**GIVEN TASK**
Which rows contain the string "instance"? Pick out each such row and copy it in full, treating uppercase and lowercase letters as different.

Start INFORMATION SHOWN

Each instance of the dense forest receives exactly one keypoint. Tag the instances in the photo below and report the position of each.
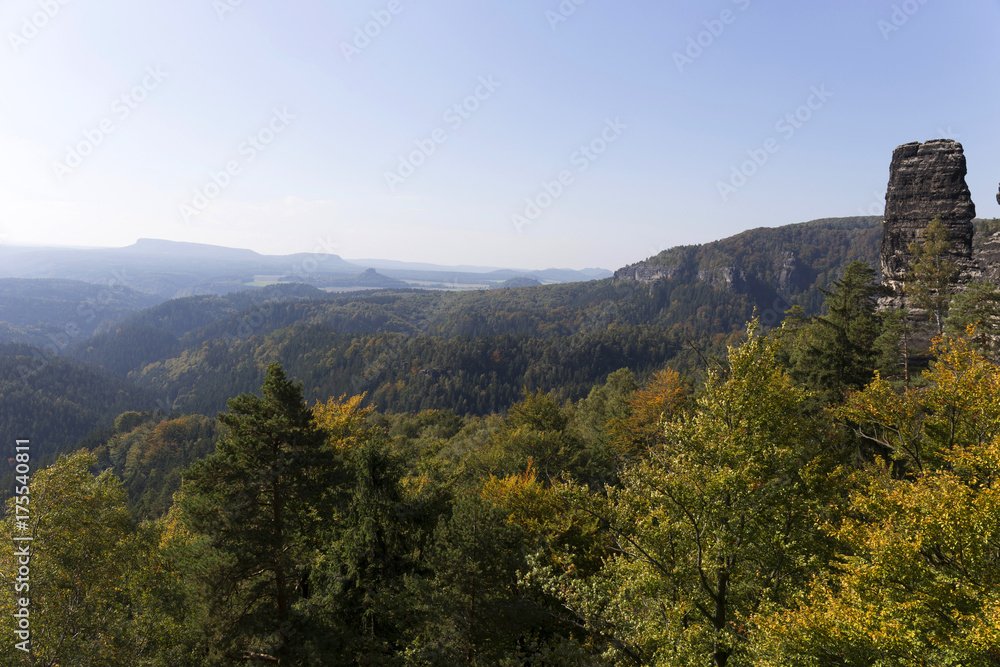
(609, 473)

End INFORMATION SHOWN
Start INFORMATION SHOWN

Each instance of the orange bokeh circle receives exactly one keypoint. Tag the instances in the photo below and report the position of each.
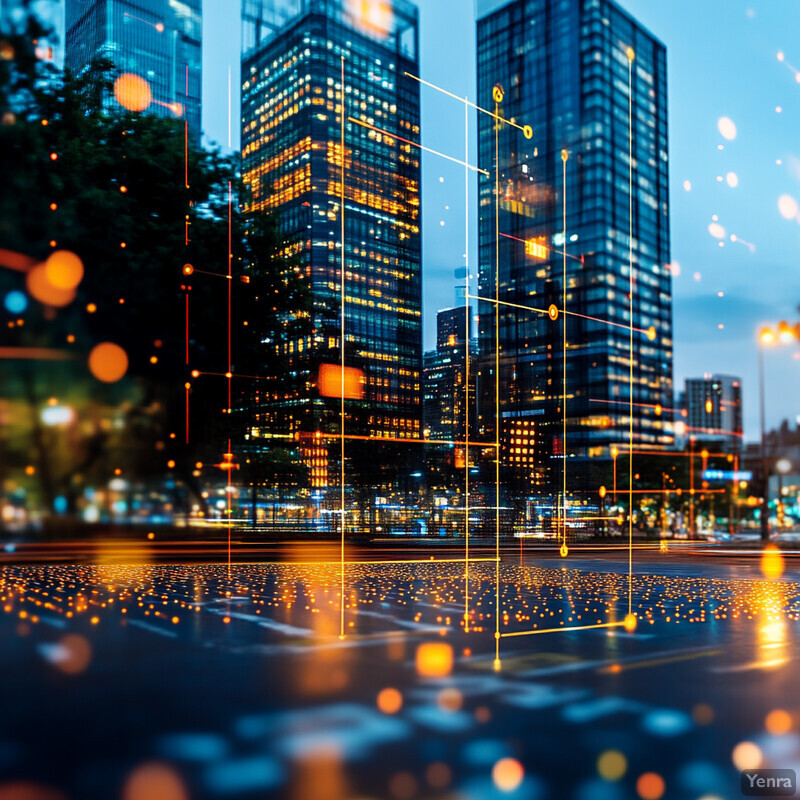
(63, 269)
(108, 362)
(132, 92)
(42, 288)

End INFORMATION SHOWN

**EXERCISE RESPONSE**
Each instance of the dense forest receives exactly one keypoint. Tag the instances in the photo below and report the position of each.
Each instance of the orange bokeh circle receives exactly one keypoint. Tag the instances in the photo below and report the position of each.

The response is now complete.